** Begin Source excerpt **

Our Network Design: How Everything Fits Together
Note Well: This document gives a high-level overview of our entire approach to ministry—the unified framework through which every page, training, and resource on this site should be understood.
Introduction
Healthy ministry should not feel like a scattered list of good ideas. Jesus has given his church a clear mission, a Spirit-inspired vision of what that mission produces, and simple, repeatable practices that shaped the earliest churches and can start, strengthen, and multiply churches in any context. These are not modern innovations—they reflect the way of Jesus and his apostles, the apostolic approach that carried the gospel from Jerusalem to the ends of the earth.
This document brings the whole picture into focus. At the center is a clear vision of what we are aiming for. Around that vision stand our mission, core values and purposes, strategy (the Apostolic Cycle), and our approach (the Center + Five Movements). Encircling all of this is an ongoing pattern of coaching evangelists, disciple makers, and leaders—the relational engine that keeps the entire ecosystem moving and ensures that multiplication continues across generations, just as it did in the first-century churches.
This system is interdependent. If vision is unclear, activity drifts. If mission becomes vague, passion dissipates. If values weaken, priorities shift. If strategy is neglected, results stall. If our approach is not practiced, fruitfulness slows. And without coaching, the whole system eventually collapses—something the apostles themselves guarded against through constant strengthening, teaching, and sending.
Why this matters: when we see how the parts fit together, we gain clarity and courage. We stop chasing disconnected efforts and begin to live, lead, and coach in a way that aligns with the apostolic approach of Jesus and his apostles—an approach that consistently starts, strengthens, and multiplies churches across homes, cities, regions, and beyond.

** End Source excerpt **
** Begin Data **

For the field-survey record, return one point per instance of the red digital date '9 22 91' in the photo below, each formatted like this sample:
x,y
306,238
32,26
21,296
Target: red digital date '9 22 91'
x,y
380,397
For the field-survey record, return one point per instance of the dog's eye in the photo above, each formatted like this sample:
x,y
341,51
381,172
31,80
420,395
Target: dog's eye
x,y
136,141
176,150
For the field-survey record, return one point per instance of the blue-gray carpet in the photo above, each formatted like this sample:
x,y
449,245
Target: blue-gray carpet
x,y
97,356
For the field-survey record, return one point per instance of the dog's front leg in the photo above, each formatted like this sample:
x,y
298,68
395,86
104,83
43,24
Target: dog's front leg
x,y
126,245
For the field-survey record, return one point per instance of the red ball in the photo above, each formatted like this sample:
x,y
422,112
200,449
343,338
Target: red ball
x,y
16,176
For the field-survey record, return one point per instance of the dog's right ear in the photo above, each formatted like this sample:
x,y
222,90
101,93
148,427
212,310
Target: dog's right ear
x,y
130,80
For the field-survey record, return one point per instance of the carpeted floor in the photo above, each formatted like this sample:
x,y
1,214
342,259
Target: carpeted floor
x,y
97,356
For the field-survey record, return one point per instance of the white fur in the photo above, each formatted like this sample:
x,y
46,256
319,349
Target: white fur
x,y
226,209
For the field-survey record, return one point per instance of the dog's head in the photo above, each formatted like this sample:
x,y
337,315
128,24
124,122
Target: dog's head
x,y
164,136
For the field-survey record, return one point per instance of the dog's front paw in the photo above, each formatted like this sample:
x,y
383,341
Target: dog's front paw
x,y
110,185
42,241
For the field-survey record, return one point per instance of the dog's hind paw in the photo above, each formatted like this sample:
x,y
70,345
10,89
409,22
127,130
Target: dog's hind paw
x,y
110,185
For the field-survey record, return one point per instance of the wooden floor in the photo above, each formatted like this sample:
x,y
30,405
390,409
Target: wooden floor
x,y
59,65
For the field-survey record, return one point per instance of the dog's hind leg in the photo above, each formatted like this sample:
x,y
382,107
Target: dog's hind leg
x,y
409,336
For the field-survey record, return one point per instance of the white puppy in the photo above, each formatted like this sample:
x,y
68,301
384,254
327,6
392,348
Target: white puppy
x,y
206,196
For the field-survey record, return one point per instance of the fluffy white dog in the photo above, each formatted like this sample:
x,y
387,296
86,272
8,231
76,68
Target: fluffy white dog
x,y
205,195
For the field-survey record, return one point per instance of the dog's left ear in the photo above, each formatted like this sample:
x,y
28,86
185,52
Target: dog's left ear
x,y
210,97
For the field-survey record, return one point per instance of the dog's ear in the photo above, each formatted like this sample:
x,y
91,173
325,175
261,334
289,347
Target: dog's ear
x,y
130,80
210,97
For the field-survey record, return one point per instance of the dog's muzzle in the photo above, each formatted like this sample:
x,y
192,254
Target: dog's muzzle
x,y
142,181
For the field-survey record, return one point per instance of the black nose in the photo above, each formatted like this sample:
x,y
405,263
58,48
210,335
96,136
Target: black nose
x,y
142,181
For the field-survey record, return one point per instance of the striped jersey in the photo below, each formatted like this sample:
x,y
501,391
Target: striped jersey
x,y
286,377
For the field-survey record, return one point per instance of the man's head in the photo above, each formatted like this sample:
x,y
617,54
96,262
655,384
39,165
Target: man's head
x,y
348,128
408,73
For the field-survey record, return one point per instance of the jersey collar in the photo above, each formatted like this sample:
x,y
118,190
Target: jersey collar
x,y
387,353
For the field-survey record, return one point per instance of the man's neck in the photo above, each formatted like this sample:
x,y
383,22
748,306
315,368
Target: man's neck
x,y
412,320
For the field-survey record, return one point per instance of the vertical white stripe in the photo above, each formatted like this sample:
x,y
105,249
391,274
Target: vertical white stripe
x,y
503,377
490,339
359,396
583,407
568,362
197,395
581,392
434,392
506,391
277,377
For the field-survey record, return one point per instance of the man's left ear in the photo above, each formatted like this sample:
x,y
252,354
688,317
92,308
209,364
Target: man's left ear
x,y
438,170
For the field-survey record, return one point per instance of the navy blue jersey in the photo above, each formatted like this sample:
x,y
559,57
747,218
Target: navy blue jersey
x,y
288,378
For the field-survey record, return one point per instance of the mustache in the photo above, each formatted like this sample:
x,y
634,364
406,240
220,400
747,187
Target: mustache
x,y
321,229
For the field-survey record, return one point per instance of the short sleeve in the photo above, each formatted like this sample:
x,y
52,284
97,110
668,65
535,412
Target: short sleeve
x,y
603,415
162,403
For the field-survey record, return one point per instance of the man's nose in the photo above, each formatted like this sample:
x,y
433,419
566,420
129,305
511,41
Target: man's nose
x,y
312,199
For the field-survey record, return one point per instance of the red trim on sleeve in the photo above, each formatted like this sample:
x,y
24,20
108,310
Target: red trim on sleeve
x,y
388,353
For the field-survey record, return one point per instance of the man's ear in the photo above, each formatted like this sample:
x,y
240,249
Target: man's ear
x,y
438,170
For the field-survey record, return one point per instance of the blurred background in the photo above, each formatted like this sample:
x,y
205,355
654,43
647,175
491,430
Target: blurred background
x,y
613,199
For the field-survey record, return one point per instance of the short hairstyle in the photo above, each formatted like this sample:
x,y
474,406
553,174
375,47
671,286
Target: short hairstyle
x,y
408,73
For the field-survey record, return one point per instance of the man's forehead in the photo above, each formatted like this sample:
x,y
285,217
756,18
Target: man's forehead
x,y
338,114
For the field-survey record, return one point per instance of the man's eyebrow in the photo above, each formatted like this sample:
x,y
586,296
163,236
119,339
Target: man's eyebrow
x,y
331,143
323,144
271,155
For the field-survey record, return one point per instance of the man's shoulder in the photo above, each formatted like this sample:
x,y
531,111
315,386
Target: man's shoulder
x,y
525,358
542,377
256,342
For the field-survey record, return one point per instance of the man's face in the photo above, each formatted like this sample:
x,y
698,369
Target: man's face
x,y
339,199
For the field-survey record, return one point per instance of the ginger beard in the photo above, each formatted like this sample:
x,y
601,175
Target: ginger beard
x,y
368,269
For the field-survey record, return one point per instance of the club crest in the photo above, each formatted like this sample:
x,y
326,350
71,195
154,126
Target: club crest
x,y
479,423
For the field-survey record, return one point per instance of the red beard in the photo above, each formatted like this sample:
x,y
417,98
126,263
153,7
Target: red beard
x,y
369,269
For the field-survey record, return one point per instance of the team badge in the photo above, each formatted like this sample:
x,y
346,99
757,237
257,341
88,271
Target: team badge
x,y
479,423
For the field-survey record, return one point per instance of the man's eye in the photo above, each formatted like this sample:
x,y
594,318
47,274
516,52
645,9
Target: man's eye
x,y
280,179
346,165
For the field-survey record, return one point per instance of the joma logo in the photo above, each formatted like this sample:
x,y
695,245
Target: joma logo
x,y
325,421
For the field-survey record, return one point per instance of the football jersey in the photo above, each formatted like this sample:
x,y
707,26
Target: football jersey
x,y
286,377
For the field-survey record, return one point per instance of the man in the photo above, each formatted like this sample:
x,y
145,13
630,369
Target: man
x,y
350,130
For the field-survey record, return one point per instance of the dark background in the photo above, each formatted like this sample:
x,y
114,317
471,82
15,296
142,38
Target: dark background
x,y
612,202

** End Data **

• Problem set
**a.** Pick out every line in the records that contains the word "ginger", and copy each one.
**b.** Carry on the overview of the ministry network design from the point where it stops.

• Expected outputs
**a.**
For the field-survey record, return one point per instance of the ginger beard in the photo above, each formatted like this sample:
Target: ginger beard

**b.**
For Reflection and Action
Where do you see these patterns operating well in your life or church—and where does one part need renewed attention?
If not this integrated approach, then what alternative could faithfully fulfill the apostolic vision and mission Jesus entrusted to us?
1. Vision at the Center: What We Long to See
Vision describes what it looks like when we faithfully carry out our mission. Our mission is to make disciples of all nations. Our vision is the Spirit-inspired picture of those disciples gathered, strengthened, and multiplied into churches at every level the New Testament describes—churches in homes, churches across a city, churches throughout a region, and the global body of Christ in heaven and on earth.
Our vision as a network is simple and expansive: To start, strengthen, and multiply churches at every level the New Testament describes.
This vision guards us from thinking too small (one gathering) or too vague (general spirituality without concrete communities). It calls us to picture households, neighborhoods, congregations, and whole regions filled with gospel-centered churches that live under the lordship of Jesus and join his mission together.
For Reflection and Action
How clearly can you picture what it would look like for households, neighborhoods, and regions to be filled with multiplying churches?
Which part of this multi-layered vision (home, city, region) do you sense God inviting you to pray into or pursue more intentionally?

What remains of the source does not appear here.